## Your task
The required output is the line that contains "the player's hand" plus every line after it in the listing below, copied exactly as it appears.

## Dataset records
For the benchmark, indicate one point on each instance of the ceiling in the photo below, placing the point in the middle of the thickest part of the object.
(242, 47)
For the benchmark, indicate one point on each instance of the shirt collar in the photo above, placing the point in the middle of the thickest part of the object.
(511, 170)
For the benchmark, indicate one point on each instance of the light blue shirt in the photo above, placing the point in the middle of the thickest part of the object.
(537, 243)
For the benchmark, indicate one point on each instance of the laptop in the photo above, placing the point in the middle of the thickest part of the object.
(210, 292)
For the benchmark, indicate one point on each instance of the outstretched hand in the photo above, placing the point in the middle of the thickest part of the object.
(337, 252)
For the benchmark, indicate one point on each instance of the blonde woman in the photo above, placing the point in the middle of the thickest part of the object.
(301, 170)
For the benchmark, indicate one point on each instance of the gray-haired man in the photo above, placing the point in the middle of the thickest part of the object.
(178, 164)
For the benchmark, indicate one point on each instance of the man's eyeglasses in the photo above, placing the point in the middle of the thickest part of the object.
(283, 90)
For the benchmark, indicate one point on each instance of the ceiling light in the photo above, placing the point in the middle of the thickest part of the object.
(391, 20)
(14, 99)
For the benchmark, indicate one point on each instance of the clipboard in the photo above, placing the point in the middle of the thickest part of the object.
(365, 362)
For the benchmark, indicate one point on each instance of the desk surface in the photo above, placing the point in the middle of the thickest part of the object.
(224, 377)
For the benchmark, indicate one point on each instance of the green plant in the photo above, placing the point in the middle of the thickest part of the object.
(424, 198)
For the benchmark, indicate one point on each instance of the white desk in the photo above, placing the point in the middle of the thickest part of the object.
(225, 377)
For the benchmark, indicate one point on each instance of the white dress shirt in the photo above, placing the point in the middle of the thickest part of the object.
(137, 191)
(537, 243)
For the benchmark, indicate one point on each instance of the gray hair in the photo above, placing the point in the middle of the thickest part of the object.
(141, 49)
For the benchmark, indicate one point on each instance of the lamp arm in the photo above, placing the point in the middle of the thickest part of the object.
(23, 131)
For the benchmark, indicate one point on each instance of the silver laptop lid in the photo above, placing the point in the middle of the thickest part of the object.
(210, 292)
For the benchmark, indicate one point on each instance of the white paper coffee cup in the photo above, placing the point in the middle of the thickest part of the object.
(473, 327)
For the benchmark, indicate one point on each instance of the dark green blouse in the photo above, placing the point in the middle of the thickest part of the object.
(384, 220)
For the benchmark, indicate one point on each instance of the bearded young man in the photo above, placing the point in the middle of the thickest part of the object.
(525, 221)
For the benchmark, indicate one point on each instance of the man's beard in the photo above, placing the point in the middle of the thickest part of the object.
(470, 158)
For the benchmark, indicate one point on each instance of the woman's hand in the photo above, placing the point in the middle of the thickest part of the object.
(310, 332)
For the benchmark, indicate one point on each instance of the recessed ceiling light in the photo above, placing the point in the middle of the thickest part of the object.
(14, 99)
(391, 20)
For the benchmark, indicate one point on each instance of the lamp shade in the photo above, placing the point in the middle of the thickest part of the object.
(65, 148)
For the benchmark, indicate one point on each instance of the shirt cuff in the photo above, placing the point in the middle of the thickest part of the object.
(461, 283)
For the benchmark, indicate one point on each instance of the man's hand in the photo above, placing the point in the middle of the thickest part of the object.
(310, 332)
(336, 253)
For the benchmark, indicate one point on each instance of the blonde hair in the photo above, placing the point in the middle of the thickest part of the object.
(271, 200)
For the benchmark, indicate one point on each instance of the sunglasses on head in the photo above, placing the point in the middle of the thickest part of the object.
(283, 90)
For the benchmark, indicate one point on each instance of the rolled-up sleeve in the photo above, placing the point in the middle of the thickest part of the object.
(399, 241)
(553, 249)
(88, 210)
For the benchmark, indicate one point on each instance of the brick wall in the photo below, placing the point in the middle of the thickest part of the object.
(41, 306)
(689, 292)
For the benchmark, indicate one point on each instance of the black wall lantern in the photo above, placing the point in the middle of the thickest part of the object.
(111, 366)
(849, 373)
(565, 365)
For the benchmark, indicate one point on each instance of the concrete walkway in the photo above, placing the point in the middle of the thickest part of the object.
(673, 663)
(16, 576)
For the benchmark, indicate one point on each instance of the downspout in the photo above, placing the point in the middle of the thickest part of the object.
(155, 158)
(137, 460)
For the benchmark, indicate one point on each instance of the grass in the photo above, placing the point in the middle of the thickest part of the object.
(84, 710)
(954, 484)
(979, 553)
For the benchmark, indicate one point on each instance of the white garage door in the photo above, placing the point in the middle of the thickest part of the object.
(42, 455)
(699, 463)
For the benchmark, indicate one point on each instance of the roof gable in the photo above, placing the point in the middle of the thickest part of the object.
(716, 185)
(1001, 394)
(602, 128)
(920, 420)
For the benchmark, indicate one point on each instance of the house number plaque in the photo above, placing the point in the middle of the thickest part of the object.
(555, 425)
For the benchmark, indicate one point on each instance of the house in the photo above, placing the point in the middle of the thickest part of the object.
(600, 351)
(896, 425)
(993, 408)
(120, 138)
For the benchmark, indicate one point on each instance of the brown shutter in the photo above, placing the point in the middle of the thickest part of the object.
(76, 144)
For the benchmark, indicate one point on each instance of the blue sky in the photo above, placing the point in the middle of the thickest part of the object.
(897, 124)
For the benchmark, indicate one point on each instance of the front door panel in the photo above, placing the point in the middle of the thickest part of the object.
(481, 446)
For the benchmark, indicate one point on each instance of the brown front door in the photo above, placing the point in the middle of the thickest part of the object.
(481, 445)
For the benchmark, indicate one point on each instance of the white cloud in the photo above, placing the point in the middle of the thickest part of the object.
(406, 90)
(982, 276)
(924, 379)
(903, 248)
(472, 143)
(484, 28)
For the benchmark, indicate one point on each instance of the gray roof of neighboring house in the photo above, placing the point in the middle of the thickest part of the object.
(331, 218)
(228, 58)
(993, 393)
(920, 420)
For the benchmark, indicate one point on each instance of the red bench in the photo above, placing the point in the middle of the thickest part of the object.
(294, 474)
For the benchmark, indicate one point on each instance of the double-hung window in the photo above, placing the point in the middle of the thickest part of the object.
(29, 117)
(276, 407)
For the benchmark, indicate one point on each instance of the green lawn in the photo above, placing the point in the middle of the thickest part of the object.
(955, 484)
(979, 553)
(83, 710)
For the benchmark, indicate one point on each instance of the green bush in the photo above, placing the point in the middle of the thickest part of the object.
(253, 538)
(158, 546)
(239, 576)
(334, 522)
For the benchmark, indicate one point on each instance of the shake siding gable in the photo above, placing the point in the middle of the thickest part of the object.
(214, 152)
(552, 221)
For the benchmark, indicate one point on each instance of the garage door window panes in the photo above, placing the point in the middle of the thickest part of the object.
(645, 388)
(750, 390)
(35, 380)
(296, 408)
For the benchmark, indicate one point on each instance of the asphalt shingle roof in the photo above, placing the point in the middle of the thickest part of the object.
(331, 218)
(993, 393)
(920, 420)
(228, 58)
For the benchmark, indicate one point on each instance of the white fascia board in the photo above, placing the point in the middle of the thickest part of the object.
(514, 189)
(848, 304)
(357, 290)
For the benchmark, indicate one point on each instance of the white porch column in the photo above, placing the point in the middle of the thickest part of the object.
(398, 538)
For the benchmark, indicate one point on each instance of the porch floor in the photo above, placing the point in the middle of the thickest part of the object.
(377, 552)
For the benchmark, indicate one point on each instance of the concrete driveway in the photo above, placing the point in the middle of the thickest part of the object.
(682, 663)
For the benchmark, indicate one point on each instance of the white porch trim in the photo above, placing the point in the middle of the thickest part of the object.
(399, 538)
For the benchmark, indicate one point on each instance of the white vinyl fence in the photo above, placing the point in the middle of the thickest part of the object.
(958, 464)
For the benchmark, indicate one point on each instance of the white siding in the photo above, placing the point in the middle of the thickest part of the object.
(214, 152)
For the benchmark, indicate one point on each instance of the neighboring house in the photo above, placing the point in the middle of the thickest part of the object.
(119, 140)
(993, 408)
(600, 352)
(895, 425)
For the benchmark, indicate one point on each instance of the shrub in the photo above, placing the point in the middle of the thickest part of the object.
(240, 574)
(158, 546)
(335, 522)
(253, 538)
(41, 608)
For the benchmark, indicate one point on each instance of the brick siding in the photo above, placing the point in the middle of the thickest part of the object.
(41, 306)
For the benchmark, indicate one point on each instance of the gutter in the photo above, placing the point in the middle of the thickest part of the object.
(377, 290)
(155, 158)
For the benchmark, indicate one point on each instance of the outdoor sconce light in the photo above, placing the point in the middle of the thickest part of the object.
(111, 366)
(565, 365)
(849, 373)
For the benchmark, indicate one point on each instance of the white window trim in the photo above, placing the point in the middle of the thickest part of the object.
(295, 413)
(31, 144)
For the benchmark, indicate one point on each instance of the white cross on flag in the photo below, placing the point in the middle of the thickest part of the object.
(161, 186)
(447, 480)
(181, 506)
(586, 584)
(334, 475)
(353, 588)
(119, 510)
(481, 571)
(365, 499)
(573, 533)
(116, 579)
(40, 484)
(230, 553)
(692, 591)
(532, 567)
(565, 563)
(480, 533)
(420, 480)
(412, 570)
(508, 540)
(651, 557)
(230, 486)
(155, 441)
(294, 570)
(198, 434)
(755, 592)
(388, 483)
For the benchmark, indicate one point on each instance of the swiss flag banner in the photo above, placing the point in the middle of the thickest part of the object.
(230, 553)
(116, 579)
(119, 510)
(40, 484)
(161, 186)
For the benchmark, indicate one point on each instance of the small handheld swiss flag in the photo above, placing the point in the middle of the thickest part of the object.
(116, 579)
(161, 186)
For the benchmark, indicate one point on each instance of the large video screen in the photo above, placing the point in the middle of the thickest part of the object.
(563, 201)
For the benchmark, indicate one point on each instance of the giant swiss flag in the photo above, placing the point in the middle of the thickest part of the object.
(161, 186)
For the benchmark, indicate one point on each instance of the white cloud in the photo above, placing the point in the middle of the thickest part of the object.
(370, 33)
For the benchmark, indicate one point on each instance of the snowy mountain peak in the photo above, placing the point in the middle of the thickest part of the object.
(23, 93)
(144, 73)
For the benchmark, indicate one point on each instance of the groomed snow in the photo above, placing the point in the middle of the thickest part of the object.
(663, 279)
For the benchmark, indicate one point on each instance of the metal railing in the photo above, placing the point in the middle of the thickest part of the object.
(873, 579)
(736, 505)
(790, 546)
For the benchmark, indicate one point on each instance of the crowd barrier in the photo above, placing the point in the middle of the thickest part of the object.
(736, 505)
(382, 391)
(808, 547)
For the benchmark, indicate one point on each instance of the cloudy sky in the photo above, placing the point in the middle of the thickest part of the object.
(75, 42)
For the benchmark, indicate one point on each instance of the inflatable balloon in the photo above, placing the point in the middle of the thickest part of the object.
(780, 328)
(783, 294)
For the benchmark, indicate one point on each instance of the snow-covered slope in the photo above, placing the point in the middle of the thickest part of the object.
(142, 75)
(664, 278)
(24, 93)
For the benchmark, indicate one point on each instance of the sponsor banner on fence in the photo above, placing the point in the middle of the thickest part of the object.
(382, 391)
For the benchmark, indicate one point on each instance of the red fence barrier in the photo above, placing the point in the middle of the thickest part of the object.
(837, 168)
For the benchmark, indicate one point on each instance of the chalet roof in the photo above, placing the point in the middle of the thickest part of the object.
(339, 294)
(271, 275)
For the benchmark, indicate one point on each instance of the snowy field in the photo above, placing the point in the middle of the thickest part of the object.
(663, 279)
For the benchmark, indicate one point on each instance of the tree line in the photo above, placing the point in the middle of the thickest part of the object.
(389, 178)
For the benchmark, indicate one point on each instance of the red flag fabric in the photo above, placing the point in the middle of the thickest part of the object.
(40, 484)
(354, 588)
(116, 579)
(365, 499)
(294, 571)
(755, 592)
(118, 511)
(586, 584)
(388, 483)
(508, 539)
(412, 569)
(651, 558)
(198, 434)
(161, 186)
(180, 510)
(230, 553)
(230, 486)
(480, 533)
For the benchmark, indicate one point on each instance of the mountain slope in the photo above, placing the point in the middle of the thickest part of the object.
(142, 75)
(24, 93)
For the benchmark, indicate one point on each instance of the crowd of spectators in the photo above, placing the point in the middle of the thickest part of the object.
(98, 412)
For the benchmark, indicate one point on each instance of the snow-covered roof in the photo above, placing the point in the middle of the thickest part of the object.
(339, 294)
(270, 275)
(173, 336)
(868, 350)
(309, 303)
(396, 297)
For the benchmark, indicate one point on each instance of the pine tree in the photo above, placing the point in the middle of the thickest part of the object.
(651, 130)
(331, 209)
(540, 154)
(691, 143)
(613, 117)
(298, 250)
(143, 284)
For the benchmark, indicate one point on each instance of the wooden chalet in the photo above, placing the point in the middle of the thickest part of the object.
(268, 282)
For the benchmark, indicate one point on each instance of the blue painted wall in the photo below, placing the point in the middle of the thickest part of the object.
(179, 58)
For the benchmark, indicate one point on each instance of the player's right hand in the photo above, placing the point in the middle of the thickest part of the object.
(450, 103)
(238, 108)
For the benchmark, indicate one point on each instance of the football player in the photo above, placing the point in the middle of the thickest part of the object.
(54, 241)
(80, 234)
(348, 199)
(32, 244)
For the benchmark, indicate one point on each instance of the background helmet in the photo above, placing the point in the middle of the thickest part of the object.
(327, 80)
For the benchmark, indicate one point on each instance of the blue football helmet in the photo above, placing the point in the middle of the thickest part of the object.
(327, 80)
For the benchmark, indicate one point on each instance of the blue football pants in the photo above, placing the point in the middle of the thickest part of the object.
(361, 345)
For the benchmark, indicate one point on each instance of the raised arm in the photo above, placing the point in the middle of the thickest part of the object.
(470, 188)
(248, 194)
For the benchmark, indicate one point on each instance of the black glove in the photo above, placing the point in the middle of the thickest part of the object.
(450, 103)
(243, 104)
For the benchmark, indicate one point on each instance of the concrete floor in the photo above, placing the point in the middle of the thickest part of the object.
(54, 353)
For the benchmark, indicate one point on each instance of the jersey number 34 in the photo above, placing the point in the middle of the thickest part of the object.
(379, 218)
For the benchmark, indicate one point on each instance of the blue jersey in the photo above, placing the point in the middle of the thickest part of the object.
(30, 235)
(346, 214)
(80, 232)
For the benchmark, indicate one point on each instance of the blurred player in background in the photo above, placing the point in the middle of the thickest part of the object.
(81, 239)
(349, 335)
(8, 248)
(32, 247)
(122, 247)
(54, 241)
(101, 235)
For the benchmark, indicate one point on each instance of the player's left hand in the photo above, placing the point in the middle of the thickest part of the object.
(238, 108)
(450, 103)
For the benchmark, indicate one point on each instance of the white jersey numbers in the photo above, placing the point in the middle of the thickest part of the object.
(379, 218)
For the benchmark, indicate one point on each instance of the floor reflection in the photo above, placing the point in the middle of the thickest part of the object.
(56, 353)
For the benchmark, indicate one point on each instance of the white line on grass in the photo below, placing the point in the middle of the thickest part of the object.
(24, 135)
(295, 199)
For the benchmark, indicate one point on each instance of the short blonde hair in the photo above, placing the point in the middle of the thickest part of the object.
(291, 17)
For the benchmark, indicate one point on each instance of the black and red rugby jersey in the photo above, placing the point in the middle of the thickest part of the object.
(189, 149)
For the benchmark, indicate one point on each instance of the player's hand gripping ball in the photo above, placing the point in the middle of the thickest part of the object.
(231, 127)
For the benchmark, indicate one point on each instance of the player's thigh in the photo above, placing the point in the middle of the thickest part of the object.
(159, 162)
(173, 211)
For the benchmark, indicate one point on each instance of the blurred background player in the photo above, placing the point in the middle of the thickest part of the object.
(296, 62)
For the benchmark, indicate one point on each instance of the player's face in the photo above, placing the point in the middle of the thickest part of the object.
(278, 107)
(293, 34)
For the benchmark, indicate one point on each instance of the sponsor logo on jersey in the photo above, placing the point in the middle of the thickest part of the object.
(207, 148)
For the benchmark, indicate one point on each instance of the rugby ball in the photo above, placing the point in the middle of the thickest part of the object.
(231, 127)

## Response to the task
For the benchmark, indicate one point on each instance of the player's hand gripping ball in the photo above, placing the point in the middle of the thickest part of the object.
(231, 127)
For the benchmark, indicate one point on each instance of the player's thigh in the photo above, placing the point in the middle of the thickest part of the object.
(159, 162)
(173, 211)
For the benchmark, indicate one point on each instance of the blurred background player in the photo above, placing the point in the middle of the thickest part of the object.
(296, 62)
For the benchmark, indicate one point on each instance of the player's face in the photo above, placing the point in the middle of the thickest part of the object.
(278, 107)
(293, 34)
For the benchmark, indicate one point on each instance of the sponsor logo on jersey in the photo above, placing the point in the middle of the thickest part of the object.
(207, 148)
For the benchmark, indicate one point on each instance of the rugby ball in the photo above, placing the point in the middle of the thickest part of the object.
(231, 127)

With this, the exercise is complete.